EN QUÉ CONSISTE — Extrae de las filas cada línea en la que aparezca la cadena "kernel", teniendo en cuenta la distinción entre mayúsculas y minúsculas.

Filas de una colección —
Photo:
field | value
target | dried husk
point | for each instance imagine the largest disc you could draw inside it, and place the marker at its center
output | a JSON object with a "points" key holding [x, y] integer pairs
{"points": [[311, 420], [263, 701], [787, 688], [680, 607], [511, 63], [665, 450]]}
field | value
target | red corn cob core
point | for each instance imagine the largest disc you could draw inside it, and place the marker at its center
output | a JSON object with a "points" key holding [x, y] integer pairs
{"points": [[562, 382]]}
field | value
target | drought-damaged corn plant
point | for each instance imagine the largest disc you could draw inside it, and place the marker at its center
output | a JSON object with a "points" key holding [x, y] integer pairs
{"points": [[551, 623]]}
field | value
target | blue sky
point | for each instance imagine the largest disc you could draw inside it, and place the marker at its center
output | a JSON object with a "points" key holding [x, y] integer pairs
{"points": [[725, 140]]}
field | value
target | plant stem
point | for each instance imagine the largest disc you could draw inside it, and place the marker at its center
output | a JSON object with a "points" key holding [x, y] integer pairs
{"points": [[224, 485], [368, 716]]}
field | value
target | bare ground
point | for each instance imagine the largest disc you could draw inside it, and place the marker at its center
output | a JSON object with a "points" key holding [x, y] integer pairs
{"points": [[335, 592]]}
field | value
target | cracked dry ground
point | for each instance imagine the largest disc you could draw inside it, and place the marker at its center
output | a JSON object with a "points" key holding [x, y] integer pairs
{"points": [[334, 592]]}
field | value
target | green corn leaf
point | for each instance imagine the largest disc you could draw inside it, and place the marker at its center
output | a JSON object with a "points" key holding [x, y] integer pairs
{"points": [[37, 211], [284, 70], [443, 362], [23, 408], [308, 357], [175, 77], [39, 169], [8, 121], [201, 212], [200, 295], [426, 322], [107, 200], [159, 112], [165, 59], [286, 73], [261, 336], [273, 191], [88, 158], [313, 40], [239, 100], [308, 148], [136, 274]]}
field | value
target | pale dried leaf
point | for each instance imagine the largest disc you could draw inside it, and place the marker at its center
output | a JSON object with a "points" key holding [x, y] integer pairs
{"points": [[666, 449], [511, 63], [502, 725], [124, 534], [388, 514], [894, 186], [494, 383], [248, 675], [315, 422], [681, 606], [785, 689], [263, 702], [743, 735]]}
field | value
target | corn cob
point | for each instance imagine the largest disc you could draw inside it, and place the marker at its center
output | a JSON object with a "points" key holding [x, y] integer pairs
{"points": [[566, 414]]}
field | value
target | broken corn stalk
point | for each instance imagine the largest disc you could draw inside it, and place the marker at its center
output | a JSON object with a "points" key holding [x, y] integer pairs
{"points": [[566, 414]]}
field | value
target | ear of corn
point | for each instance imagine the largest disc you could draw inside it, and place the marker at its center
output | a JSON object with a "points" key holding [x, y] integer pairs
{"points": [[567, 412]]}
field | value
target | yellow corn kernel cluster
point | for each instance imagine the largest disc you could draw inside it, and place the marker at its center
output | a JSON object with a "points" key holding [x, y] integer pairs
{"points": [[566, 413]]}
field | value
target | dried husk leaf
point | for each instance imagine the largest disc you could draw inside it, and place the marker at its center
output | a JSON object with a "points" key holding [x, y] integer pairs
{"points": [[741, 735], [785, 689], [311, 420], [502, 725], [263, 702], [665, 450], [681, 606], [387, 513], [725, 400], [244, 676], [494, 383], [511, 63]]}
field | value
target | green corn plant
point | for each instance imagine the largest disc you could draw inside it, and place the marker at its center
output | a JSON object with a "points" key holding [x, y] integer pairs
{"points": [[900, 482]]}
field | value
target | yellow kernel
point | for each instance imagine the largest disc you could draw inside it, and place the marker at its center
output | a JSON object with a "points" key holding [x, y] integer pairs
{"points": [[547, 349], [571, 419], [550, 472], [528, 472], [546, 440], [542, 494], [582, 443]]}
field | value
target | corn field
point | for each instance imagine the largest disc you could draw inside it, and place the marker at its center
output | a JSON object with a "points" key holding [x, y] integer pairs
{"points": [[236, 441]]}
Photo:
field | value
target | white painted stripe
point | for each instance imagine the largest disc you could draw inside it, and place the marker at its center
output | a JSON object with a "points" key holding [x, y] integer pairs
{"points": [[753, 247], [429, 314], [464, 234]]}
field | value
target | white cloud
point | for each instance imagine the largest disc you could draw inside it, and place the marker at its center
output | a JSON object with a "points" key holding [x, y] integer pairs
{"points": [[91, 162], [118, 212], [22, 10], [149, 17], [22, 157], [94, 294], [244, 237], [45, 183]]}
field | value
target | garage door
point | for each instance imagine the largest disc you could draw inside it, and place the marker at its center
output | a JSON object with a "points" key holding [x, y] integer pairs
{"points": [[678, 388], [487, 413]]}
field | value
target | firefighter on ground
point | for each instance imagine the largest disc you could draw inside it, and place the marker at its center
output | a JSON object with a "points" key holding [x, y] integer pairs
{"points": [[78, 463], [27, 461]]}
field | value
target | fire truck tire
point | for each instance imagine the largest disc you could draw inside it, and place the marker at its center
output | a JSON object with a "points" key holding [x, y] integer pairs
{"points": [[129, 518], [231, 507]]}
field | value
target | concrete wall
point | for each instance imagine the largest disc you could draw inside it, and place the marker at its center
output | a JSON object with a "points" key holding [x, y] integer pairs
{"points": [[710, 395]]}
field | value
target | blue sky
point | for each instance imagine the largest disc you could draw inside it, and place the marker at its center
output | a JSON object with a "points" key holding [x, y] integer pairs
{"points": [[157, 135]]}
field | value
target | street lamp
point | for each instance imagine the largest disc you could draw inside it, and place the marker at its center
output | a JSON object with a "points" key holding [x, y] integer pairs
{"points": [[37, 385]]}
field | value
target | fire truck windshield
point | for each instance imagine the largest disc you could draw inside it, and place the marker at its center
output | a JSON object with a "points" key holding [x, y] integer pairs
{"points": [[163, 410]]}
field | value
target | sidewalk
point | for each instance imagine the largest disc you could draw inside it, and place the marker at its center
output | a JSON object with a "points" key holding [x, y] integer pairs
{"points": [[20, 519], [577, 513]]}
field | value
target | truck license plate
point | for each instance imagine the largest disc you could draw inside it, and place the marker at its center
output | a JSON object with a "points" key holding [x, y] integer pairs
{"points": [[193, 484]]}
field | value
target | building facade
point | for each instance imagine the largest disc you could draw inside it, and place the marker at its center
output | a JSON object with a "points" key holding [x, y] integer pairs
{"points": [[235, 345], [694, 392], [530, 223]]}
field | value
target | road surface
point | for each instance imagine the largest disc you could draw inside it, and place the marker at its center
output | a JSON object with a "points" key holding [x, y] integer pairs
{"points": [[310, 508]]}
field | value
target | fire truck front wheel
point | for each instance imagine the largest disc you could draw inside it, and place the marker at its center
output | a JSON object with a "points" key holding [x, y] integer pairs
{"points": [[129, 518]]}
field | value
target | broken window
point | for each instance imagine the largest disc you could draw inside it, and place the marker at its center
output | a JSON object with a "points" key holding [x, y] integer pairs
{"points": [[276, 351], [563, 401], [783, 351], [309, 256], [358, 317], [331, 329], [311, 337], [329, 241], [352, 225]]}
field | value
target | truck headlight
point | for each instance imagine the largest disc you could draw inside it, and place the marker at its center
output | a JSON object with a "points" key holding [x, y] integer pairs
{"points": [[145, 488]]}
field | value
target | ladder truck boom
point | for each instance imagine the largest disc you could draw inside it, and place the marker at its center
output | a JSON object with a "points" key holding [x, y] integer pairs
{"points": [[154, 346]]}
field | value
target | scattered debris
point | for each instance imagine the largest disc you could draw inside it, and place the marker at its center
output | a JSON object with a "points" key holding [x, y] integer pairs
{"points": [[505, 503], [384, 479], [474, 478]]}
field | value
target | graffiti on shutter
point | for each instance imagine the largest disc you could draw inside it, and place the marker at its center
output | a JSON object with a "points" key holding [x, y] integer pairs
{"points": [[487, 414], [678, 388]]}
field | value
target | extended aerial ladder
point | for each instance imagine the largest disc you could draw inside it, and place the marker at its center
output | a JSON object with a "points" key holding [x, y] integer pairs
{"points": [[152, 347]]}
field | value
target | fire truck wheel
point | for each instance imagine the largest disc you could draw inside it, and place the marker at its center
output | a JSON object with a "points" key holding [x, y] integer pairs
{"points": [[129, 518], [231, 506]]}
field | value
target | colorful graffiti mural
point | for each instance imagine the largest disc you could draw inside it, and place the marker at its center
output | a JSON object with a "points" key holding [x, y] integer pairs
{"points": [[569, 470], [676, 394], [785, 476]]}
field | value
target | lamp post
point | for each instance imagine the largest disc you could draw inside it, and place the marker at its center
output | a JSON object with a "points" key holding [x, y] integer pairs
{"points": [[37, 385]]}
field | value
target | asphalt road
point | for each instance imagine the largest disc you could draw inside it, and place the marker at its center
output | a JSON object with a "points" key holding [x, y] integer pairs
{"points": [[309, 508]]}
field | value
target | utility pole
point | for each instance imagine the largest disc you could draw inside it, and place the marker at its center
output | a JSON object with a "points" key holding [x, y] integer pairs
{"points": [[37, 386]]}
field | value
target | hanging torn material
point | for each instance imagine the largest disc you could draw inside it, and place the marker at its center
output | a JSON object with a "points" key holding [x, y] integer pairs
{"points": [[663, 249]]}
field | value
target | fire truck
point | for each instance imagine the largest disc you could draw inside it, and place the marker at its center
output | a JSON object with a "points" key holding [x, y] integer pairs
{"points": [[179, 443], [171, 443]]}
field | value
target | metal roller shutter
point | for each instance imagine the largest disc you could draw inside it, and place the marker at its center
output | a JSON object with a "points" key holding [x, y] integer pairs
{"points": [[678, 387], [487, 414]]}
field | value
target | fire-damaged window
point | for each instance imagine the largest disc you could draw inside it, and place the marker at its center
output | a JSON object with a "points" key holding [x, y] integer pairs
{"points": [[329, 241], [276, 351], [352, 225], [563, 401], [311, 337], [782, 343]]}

EJERCICIO RESUELTO —
target | yellow corn kernel cluster
target | yellow kernel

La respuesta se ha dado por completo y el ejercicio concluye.